-- Excerpt provided --

We had a lot of desires for custom workflows, custom aspects of our website, that we could accomplish with WordPress, but because it was a hobby for me back then, and kind of a side gig for me back then, I had to be motivated to write the code, and I just don’t get motivated by WordPress plugins anymore. It’s just not exciting to me. So I didn’t wanna hack on WordPress, I would rather build something completely custom. So that was the decision-making process.
As you built it, what were some of the considerations when you were going through CDN providers, or audio storage? …audio duplication, basically, to make sure that you have redundancy, and stuff like that.
Right. So the considerations around CDN was that we already had a CDN partner, with Fastly… So it was an easy decision in that way; it was just like “Well, we’ll just use Fastly. They’re our partner, and they’re a great CDN.” So how do we just build on top of their platform. They’re basically varnishing the cloud, so they provide a lot of customizability, it’s kind of a programmatic thing… So we just had to basically integrate into Fastly.

-- Task A --
Reproduce the excerpt on choosing a CDN, everything from "Right. So the" down to "integrate into Fastly.", putting "Akamai" in place of each "Fastly".

-- Input material --
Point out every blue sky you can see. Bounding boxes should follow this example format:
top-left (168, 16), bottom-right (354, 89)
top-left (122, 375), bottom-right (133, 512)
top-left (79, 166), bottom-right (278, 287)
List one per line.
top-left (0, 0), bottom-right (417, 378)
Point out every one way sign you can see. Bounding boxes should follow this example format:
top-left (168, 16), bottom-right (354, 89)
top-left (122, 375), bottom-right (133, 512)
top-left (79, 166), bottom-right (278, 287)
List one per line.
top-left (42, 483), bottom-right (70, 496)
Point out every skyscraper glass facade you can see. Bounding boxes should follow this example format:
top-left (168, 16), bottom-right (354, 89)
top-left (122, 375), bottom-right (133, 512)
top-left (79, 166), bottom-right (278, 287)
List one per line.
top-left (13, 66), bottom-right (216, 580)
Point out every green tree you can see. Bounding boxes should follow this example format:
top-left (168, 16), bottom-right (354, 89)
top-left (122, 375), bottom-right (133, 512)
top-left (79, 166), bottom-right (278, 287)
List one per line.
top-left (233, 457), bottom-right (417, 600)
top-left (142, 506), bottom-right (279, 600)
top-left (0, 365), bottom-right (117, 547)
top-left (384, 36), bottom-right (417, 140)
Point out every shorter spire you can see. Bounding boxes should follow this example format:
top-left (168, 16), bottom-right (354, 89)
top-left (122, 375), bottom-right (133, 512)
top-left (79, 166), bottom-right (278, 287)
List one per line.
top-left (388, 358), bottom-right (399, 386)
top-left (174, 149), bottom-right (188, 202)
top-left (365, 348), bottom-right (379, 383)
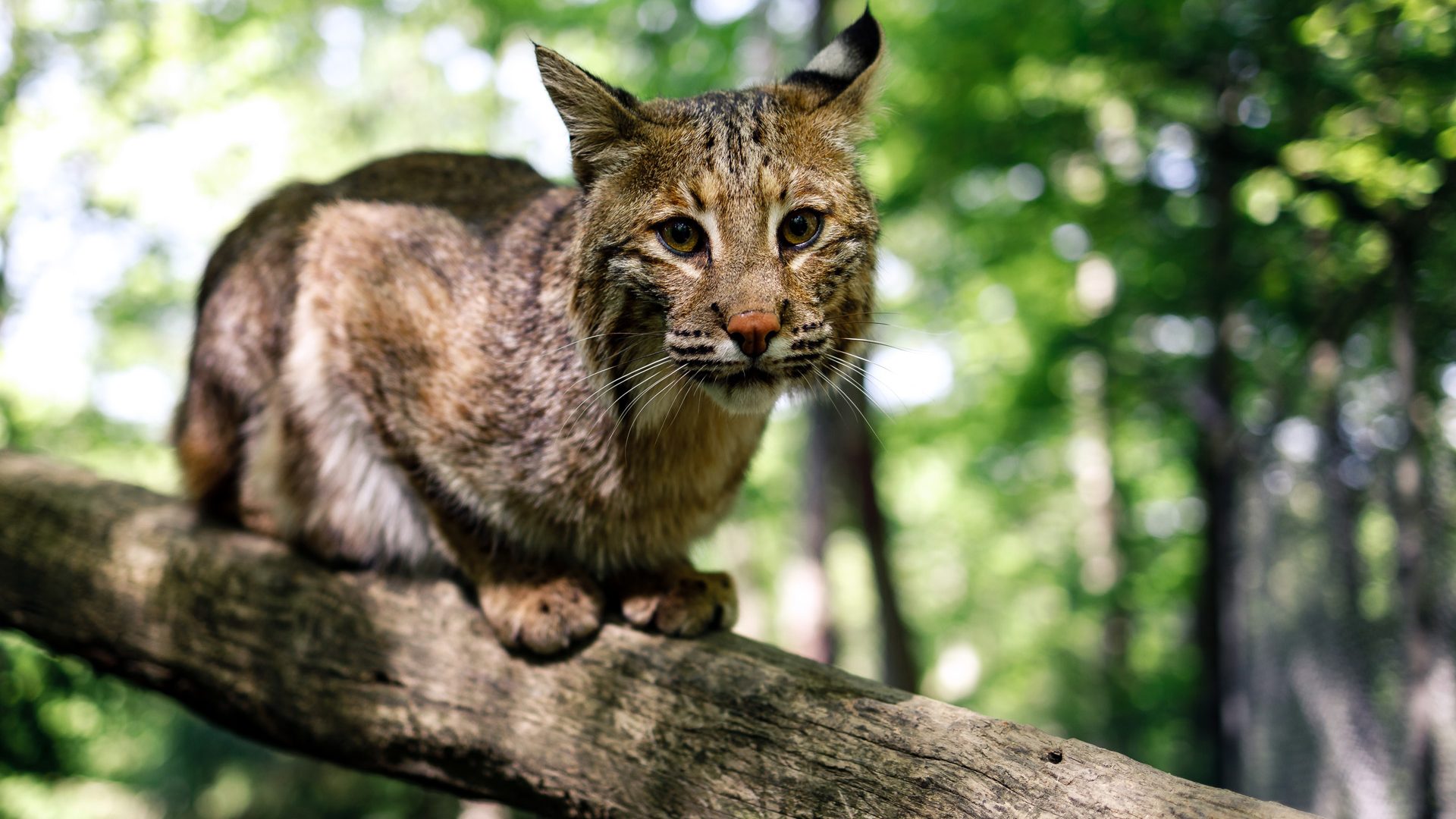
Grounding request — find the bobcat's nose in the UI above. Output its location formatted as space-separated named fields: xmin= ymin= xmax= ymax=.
xmin=728 ymin=310 xmax=779 ymax=359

-- Task B --
Write out the records verbatim, everything from their start down to the line containing "top-left (0, 0), bottom-right (417, 378)".

-- Correct response A --
Right. So the considerations around CDN was that we already had a CDN partner, with Akamai… So it was an easy decision in that way; it was just like “Well, we’ll just use Akamai. They’re our partner, and they’re a great CDN.” So how do we just build on top of their platform. They’re basically varnishing the cloud, so they provide a lot of customizability, it’s kind of a programmatic thing… So we just had to basically integrate into Akamai.

-- Correct response B --
Point out every blue sky you can see. Bounding boxes should follow this example format:
top-left (168, 16), bottom-right (354, 89)
top-left (122, 375), bottom-right (133, 512)
top-left (79, 166), bottom-right (278, 287)
List one per line.
top-left (0, 0), bottom-right (417, 378)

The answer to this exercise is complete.